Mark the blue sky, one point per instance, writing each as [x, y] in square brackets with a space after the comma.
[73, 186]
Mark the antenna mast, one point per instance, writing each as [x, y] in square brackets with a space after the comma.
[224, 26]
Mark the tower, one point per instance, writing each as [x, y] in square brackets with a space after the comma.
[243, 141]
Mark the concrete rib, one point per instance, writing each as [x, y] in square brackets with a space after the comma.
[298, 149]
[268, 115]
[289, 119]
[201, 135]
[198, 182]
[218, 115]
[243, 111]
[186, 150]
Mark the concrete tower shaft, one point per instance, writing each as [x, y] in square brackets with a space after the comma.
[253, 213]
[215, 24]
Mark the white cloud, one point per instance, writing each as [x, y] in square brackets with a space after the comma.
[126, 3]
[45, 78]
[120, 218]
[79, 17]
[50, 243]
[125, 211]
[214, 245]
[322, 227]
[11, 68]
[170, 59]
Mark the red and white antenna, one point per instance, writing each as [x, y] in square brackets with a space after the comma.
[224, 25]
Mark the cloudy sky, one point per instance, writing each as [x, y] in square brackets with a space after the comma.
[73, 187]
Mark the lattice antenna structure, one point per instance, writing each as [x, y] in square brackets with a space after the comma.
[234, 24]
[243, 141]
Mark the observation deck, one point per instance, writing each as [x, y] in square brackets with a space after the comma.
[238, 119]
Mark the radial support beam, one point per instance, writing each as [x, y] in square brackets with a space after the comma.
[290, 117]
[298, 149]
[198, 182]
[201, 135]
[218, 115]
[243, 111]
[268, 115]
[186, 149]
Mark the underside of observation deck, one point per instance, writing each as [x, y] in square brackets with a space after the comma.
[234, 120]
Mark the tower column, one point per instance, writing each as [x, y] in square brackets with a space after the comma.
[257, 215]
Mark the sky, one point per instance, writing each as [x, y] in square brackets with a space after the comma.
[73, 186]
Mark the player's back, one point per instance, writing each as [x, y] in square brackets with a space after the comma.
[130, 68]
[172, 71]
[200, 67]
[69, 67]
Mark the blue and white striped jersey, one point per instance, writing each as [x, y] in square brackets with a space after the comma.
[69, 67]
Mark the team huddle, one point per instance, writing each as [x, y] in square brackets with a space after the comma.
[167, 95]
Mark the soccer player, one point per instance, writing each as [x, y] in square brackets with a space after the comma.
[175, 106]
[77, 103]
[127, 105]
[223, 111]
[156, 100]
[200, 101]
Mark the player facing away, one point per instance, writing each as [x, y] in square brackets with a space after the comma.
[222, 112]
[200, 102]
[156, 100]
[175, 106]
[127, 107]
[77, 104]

---

■ **Instructions to follow**
Retype, exactly as written, each line from the one containing "Mark the cloudy" through the last line of the listing above, and leave out all other lines.

■ **Your solution**
Mark the cloudy sky, one point per instance, writing each as [x, y] in square brackets with a space after the comma.
[73, 187]
Mark the lattice antenna structure, one point per instance, writing each as [x, y] in square brackets with a space after the comma.
[234, 24]
[243, 141]
Mark the observation deck, one point per instance, writing each as [x, y] in square brackets with a space after the comma.
[238, 119]
Mark the radial support beam, one point per instance, writing each as [x, y] in square brackets with a space after the comma.
[290, 117]
[298, 149]
[198, 182]
[201, 135]
[218, 115]
[243, 111]
[268, 115]
[186, 149]
Mark the underside of observation deck, one point per instance, writing each as [x, y] in square brackets with a space after the comma.
[234, 120]
Mark the tower column, one point per instance, writing each as [x, y] in square brackets with a space after the comma.
[257, 215]
Mark the sky, one point per instance, writing each as [x, y] in square brackets with a space after the comma.
[73, 186]
Mark the player's back, one point per instance, writing each as [x, y] in square brackets with a space after the comma.
[130, 68]
[172, 71]
[200, 67]
[69, 67]
Mark the blue and white striped jersey, one point per instance, writing each as [x, y] in square brackets with a space after the comma.
[69, 67]
Mark the team huddle, one point per instance, writing each as [x, y] in square brackets with a space after the comma.
[167, 95]
Mark the soccer player, one point per instance, writing each as [x, y] in square brackets with a space after the comma.
[175, 106]
[77, 103]
[127, 105]
[223, 111]
[156, 100]
[200, 101]
Mark the player facing away, one point per instance, writing each as [x, y] in square brackets with a space after the comma.
[222, 112]
[200, 102]
[156, 100]
[175, 106]
[127, 107]
[77, 104]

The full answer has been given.